(Point labeling examples)
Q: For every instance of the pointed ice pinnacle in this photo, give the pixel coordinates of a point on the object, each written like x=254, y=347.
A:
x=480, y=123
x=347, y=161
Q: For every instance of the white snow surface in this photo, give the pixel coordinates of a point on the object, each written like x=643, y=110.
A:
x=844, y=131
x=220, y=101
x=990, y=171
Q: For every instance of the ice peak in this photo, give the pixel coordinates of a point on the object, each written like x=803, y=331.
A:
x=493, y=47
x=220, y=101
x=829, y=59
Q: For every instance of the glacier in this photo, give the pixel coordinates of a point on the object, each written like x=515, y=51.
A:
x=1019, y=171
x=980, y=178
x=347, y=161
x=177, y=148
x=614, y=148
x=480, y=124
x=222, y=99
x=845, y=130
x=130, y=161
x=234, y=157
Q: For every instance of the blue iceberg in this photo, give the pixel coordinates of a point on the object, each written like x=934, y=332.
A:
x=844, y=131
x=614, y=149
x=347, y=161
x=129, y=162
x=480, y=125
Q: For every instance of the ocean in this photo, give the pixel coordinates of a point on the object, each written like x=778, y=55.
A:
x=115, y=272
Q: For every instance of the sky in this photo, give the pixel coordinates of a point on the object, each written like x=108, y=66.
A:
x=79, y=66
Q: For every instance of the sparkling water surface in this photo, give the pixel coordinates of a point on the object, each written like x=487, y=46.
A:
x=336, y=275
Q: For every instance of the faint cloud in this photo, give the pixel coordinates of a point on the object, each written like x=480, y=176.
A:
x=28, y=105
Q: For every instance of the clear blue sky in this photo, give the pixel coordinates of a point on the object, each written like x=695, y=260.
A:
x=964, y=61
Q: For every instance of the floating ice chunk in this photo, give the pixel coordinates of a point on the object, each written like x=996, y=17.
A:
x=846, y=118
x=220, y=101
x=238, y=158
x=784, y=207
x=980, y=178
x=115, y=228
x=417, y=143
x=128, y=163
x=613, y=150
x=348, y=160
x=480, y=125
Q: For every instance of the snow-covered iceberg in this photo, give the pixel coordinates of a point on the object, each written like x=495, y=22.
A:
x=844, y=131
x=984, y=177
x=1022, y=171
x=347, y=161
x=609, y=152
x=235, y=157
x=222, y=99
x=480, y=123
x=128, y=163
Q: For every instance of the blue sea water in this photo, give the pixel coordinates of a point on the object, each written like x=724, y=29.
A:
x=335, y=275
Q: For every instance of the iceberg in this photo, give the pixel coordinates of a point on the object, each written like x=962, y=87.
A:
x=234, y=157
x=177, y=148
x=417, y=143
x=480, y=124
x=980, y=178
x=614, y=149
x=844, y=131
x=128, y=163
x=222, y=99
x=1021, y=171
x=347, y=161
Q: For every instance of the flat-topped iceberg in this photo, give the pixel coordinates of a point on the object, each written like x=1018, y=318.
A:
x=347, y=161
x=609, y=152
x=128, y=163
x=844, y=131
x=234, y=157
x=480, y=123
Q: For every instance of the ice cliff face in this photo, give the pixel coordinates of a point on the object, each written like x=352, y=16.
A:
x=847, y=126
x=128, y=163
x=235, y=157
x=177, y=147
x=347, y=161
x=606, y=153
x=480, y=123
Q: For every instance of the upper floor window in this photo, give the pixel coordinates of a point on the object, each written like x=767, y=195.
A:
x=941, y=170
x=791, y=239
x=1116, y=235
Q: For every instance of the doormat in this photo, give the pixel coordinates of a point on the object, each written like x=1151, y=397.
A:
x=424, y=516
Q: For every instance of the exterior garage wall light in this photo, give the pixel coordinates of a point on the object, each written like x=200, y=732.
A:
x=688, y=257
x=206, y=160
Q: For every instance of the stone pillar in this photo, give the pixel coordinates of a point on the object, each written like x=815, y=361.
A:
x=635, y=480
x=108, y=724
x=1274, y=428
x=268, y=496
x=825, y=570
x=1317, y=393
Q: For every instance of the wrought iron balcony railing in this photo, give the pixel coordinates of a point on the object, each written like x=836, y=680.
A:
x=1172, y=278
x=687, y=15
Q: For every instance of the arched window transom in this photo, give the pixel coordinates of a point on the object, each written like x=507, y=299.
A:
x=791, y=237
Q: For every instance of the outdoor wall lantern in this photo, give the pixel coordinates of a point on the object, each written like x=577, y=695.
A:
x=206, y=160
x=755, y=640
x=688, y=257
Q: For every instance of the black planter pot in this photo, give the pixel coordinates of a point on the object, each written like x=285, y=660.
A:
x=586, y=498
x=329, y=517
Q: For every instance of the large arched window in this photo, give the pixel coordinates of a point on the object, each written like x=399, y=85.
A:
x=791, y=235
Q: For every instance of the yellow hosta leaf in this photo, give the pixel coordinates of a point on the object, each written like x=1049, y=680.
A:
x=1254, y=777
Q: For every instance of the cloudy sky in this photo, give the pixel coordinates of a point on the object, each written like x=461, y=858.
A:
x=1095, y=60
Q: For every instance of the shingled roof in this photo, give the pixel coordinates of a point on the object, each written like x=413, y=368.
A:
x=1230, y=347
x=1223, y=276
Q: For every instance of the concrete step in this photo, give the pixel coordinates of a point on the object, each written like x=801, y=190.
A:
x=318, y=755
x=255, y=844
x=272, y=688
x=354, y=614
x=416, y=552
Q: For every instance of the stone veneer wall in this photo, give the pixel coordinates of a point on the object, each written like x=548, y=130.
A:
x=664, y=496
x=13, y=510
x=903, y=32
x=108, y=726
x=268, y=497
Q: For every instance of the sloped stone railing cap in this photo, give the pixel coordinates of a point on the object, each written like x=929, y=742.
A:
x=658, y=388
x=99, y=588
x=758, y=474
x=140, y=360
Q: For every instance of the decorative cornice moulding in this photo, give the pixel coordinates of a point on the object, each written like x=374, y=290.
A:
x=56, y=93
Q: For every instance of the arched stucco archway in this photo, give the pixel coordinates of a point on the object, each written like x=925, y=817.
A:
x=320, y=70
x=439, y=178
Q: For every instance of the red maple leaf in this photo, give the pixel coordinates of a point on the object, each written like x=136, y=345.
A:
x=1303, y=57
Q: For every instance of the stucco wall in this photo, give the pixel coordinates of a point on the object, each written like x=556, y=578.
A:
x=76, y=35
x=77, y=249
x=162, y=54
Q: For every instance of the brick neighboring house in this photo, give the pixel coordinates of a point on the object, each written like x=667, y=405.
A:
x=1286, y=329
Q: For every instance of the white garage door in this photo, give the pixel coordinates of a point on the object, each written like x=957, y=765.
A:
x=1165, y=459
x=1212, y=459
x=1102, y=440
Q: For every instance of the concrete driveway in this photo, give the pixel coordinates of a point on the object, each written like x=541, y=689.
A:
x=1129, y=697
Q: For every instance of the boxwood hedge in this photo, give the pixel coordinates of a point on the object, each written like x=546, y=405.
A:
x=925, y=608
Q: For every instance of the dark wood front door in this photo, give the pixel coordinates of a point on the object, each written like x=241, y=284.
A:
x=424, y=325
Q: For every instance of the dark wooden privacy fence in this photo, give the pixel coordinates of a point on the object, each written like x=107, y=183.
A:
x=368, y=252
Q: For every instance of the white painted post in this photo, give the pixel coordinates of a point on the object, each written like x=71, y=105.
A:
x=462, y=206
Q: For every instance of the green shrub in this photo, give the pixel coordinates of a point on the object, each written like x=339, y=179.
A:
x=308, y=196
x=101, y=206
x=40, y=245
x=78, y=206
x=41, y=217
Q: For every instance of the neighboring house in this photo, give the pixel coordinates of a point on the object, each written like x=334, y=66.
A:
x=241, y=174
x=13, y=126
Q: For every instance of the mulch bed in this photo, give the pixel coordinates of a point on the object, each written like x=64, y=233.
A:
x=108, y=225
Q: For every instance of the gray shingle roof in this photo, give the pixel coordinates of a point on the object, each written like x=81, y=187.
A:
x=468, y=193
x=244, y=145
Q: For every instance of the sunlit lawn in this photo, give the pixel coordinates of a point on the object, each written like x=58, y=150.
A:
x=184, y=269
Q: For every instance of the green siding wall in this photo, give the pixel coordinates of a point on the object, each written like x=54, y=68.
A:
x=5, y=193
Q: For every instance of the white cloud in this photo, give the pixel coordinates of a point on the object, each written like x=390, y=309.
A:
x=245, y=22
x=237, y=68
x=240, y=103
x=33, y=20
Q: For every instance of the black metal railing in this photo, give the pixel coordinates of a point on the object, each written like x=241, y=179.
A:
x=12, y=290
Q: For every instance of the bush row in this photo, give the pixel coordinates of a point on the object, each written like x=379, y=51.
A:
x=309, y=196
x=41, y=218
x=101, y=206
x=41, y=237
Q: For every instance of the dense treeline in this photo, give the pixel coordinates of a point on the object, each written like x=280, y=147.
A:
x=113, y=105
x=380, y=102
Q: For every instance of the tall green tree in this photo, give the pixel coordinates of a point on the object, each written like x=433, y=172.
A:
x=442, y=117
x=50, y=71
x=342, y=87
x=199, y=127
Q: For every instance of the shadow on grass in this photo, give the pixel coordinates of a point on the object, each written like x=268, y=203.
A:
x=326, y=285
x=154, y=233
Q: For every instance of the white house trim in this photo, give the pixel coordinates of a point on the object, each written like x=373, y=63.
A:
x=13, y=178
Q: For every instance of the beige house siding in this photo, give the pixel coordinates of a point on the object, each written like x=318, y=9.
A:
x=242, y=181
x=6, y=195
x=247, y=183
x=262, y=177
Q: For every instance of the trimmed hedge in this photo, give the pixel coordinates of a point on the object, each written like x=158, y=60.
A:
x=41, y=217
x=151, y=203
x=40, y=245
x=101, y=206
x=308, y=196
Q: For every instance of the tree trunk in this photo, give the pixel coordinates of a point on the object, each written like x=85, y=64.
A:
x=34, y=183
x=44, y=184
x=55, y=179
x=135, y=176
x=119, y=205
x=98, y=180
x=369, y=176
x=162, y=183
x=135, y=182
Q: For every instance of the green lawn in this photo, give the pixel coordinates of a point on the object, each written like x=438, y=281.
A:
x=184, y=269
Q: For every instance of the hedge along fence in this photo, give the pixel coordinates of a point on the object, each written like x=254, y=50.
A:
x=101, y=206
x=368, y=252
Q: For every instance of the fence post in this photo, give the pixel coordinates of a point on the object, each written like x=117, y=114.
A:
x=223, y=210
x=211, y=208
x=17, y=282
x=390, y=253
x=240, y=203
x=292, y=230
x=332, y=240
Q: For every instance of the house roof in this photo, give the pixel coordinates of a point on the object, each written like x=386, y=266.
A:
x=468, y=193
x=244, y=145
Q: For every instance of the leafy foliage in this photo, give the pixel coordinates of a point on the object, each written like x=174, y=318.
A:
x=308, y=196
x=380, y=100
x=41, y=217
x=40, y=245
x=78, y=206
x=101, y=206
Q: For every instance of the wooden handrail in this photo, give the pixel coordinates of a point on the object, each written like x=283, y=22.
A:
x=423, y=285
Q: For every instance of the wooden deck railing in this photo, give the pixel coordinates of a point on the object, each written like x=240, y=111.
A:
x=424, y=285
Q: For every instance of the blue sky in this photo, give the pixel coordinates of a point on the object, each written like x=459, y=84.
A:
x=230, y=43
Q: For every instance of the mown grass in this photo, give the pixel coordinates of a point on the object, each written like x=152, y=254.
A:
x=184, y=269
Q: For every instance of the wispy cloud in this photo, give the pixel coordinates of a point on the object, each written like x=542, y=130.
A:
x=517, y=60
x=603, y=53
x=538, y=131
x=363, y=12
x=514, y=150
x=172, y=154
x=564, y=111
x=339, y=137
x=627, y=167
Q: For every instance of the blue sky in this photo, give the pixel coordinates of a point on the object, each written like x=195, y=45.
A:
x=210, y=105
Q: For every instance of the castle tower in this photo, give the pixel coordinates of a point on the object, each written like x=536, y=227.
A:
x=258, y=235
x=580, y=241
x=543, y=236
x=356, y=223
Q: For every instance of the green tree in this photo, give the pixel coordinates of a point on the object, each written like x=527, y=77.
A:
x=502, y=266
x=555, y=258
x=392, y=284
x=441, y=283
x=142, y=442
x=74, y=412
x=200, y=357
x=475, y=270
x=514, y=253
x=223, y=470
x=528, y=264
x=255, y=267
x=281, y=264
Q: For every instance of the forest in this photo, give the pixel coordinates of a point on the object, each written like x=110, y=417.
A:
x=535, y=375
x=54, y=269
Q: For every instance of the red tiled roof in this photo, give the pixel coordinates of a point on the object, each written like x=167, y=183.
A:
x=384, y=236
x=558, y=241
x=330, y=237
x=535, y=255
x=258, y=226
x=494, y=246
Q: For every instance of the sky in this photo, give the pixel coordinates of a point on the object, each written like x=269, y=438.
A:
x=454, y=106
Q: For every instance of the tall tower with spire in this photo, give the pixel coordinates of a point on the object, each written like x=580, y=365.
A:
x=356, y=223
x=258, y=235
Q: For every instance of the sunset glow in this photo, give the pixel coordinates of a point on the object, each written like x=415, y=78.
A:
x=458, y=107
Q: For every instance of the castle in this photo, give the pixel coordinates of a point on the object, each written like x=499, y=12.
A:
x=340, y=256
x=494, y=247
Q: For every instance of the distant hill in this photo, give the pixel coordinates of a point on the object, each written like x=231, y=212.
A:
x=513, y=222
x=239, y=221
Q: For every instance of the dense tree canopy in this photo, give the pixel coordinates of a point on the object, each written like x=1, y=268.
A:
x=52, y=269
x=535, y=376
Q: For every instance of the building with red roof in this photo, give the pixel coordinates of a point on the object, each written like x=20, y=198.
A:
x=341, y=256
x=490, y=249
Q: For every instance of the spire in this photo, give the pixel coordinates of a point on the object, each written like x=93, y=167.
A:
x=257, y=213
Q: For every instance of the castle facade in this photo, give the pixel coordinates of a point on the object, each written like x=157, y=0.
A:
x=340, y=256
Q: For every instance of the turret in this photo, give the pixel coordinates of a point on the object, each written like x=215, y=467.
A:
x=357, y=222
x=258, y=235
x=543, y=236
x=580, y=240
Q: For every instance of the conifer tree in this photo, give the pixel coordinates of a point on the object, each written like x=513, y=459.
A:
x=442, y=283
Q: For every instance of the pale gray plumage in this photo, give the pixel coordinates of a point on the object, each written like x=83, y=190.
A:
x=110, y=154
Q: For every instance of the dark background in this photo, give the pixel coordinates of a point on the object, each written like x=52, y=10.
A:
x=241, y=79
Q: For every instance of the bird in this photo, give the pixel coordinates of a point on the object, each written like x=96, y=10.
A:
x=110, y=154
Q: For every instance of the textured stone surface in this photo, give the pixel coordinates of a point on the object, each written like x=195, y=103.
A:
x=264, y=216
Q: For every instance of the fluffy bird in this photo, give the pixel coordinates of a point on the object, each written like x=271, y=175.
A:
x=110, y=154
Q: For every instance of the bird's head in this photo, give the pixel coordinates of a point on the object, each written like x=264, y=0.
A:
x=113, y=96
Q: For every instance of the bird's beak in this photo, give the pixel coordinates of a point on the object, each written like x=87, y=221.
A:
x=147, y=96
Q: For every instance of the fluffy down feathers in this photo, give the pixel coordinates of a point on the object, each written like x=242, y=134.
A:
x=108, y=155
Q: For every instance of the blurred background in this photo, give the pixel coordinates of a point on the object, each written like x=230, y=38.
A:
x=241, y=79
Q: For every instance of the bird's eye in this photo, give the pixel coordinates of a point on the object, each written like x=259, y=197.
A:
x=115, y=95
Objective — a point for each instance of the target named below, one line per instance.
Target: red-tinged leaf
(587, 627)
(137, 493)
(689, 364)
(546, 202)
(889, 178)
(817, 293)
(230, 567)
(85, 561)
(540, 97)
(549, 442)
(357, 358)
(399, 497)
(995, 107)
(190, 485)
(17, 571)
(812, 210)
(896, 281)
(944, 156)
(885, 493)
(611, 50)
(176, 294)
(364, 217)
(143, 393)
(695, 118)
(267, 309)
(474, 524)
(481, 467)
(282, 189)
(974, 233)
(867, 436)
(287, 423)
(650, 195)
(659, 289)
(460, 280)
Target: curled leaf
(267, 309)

Written task: Copy the lines of the records above verbatim, the stretch from the line containing "Q: For every instance of the tall tower" through the line containing "x=494, y=247", including both of those lines.

Full answer:
Q: For every instance of the tall tower with spire in this photo, give the pixel coordinates of a point on the object, each written like x=580, y=365.
A:
x=356, y=223
x=258, y=235
Q: For every instance of the sunset glow in this photo, give the pixel coordinates of a point on the object, each written like x=415, y=78.
A:
x=458, y=107
Q: For every instance of the castle in this photo, give the pixel coordinates of a point on the object, each written like x=499, y=12.
A:
x=340, y=256
x=494, y=247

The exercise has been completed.